(Excerpts from pointing data)
***
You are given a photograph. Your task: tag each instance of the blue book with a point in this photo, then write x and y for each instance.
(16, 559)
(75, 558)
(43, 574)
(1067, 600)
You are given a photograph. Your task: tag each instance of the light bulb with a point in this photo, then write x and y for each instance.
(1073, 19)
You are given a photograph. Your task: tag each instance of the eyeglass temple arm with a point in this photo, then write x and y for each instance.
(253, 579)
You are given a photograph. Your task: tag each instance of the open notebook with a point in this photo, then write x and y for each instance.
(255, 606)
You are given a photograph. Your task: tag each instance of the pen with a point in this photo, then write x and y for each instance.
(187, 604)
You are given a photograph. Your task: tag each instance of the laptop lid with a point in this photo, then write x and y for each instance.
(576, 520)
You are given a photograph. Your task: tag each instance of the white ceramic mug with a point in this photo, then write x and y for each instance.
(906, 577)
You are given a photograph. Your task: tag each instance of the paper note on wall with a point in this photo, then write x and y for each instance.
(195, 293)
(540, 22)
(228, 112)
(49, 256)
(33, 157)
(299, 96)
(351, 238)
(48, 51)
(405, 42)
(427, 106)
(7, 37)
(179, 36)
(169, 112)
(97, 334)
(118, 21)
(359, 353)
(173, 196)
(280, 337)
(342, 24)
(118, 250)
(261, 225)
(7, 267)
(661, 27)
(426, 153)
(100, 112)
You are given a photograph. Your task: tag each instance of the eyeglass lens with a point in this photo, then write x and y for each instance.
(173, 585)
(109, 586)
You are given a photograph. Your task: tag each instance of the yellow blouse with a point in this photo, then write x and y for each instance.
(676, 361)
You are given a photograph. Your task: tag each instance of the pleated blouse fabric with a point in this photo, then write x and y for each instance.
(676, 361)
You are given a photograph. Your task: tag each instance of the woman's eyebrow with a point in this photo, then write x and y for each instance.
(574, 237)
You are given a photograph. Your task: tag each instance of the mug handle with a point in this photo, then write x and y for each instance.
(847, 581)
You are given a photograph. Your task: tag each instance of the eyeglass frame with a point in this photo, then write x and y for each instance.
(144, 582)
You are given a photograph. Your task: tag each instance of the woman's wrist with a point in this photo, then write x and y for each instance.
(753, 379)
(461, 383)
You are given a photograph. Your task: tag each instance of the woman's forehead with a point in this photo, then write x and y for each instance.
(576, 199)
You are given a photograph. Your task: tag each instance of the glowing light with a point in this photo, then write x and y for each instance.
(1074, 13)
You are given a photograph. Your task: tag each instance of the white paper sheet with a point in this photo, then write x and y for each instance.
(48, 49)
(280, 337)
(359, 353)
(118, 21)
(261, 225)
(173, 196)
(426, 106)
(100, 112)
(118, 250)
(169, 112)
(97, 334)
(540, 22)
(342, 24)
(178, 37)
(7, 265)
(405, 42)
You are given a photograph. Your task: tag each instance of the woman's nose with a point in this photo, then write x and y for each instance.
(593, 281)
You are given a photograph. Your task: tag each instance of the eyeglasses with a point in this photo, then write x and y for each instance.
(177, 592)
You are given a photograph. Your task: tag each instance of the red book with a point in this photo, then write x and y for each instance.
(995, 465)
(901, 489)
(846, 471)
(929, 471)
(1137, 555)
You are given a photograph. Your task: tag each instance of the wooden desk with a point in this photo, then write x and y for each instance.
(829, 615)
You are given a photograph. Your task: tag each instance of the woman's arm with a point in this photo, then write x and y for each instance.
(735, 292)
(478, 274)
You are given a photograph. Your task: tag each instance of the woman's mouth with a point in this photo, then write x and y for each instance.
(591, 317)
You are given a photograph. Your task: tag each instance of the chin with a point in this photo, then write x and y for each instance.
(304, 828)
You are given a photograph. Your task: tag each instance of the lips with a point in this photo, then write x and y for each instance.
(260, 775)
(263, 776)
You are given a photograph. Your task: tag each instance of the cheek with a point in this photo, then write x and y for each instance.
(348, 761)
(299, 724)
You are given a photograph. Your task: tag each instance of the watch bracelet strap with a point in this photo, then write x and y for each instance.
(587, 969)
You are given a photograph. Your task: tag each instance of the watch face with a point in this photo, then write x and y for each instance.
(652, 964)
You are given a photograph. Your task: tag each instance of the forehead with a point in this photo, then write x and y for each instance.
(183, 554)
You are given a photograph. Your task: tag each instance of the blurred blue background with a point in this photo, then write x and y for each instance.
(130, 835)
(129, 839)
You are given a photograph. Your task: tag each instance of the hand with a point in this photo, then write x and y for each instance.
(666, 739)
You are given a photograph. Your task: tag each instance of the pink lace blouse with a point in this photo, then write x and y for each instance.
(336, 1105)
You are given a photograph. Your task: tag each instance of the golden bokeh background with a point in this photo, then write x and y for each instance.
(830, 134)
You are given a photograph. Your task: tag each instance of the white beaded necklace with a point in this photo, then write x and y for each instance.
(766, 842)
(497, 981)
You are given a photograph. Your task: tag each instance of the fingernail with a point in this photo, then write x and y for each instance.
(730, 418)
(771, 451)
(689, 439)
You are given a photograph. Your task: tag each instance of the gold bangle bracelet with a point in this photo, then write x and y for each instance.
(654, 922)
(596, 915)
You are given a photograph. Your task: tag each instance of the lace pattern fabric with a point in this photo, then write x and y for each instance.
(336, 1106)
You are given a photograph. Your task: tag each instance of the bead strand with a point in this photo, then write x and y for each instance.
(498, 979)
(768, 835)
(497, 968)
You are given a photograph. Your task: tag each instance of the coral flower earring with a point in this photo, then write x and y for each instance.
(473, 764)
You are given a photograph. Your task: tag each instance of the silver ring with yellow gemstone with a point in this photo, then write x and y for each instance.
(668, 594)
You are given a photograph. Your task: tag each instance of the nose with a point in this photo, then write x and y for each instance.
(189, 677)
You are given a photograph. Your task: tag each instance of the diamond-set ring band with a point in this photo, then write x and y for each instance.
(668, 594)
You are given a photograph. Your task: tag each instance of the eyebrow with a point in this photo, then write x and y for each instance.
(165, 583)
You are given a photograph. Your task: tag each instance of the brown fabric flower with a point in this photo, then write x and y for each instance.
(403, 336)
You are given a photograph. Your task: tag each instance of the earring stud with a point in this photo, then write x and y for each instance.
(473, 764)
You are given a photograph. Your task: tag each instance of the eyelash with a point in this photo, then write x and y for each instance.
***
■ Task goal: Rewrite the part of the data that opens with the line containing "the woman's mouth" and closes with the line containing "(336, 1105)", keeping every line, requests included, but multiplying each x and y coordinate in the answers by 2.2 and rounding to whole numbers, with halves rounded up.

■ Answer to this problem:
You are given a photograph. Your task: tag each instance of the woman's mouth with a point in this photo, then write x and y for each instance.
(1300, 697)
You are given a photograph. Your task: tag each instance of the chin with a point in this photo, then write x and y for each instance.
(669, 1822)
You are given a photograph. Your task: tag each instance of the lips with a point in this photo, then write x and y for each instance.
(572, 1705)
(579, 1707)
You are given a photograph. Your task: tag each instance of the cheek with a point in this photo, then write x and y for each instance.
(766, 1674)
(658, 1593)
You are given a photograph. Your task: tag each instance of the watch bracelet strap with a point in this photo, then write x and y for each instance.
(1291, 2132)
You are given a photograph. Your task: tag each instance of the watch face with a point in this photo, then write x and y for each instance.
(1434, 2121)
You are given a photograph. Your task: tag each instance of the forehead with a point in this photo, then write x and y for each instance.
(403, 1219)
You are given a photograph. Your task: tag each instance of the blurred blue background with a point in this photo, then write x and y for each instance.
(286, 1837)
(284, 1846)
You are given a photograph. Your task: tag each instance of the hand with a point in this photo, then write x and y for each instance.
(1465, 1626)
You are given a photograph. Your task: tag each instance of the pink lace blouse with a point in this photo, then write x and y for each instance.
(739, 2431)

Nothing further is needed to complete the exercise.